Start

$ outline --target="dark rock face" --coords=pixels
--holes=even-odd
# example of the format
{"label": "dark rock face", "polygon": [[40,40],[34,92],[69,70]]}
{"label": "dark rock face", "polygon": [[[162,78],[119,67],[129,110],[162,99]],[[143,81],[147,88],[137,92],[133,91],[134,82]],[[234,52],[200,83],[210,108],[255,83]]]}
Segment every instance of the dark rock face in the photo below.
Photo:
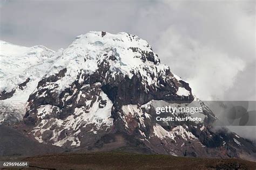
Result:
{"label": "dark rock face", "polygon": [[0,100],[3,100],[11,97],[15,93],[15,89],[12,89],[10,92],[6,92],[5,90],[0,93]]}

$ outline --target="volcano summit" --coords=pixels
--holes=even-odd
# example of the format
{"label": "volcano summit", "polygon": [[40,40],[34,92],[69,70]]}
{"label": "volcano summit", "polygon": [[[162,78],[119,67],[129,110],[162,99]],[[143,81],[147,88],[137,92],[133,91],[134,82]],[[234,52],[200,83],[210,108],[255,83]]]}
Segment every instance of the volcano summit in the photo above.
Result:
{"label": "volcano summit", "polygon": [[[16,69],[1,67],[0,123],[25,129],[38,143],[81,152],[255,160],[254,144],[214,130],[214,113],[136,36],[92,31],[56,52],[1,42],[4,61]],[[29,65],[15,64],[25,59]],[[158,107],[195,101],[201,122],[156,120]]]}

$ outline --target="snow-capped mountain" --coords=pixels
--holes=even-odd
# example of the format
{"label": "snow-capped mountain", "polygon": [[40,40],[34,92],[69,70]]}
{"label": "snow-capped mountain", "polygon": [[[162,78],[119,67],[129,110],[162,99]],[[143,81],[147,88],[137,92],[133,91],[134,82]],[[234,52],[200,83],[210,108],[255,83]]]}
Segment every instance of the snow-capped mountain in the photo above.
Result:
{"label": "snow-capped mountain", "polygon": [[[2,54],[11,65],[22,63],[22,58],[36,59],[29,67],[20,66],[22,75],[11,75],[18,80],[11,86],[5,85],[10,79],[2,78],[1,89],[4,102],[29,91],[23,121],[28,134],[39,143],[86,151],[131,147],[178,156],[248,159],[255,154],[250,141],[214,130],[214,114],[136,36],[90,32],[57,52],[37,47],[11,55],[21,56],[19,61]],[[29,56],[35,48],[37,53]],[[203,121],[156,121],[157,107],[189,106],[194,101],[203,108],[197,115]]]}

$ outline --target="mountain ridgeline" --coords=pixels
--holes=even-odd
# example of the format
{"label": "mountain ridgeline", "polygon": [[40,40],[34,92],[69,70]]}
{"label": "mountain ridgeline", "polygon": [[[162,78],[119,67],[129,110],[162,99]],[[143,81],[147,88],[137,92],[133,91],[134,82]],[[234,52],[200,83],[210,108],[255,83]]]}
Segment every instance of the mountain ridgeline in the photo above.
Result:
{"label": "mountain ridgeline", "polygon": [[[2,43],[6,48],[16,47]],[[15,81],[11,86],[1,85],[1,104],[5,111],[0,123],[10,123],[6,112],[14,117],[22,115],[22,118],[12,117],[16,122],[11,124],[26,129],[29,137],[38,143],[70,151],[122,150],[255,160],[253,144],[227,130],[216,130],[214,113],[137,36],[90,32],[56,52],[35,47],[24,47],[28,49],[18,56],[8,50],[1,54],[10,56],[9,63],[34,55],[39,59],[18,66],[22,72],[1,69],[6,77],[1,81]],[[24,109],[9,106],[17,98]],[[203,108],[198,113],[201,122],[156,120],[157,107],[189,106],[195,101]]]}

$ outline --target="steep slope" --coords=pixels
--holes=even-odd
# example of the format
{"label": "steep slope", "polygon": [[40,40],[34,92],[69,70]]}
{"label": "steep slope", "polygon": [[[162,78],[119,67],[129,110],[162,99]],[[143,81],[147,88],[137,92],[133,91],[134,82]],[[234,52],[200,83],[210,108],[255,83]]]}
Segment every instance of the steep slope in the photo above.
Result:
{"label": "steep slope", "polygon": [[0,48],[0,100],[25,102],[52,64],[55,52],[43,46],[26,47],[3,41]]}
{"label": "steep slope", "polygon": [[43,46],[0,41],[0,124],[22,120],[29,95],[59,53],[61,50],[55,53]]}
{"label": "steep slope", "polygon": [[[255,146],[226,130],[215,130],[217,118],[210,108],[136,36],[90,32],[49,60],[45,75],[35,81],[24,116],[28,134],[39,143],[76,151],[140,148],[255,160]],[[201,107],[193,116],[203,120],[157,122],[156,108],[167,105]]]}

End

GIVEN PROBLEM ▸ Pull out every line of the items that contains the word "dark". Treat uppercase and lowercase as different.

RESPONSE TO THIS TASK ▸
$ outline --target="dark rock face" --coords=pixels
{"label": "dark rock face", "polygon": [[40,40],[34,92],[69,70]]}
{"label": "dark rock face", "polygon": [[[162,78],[119,67],[129,110],[162,99]],[[143,81],[147,88],[137,92],[133,91],[134,82]],[[234,52],[200,83],[210,108],[255,83]]]}
Segment every instance of the dark rock face in the photo below.
{"label": "dark rock face", "polygon": [[0,100],[3,100],[11,97],[15,93],[15,89],[12,89],[10,92],[6,92],[5,90],[0,93]]}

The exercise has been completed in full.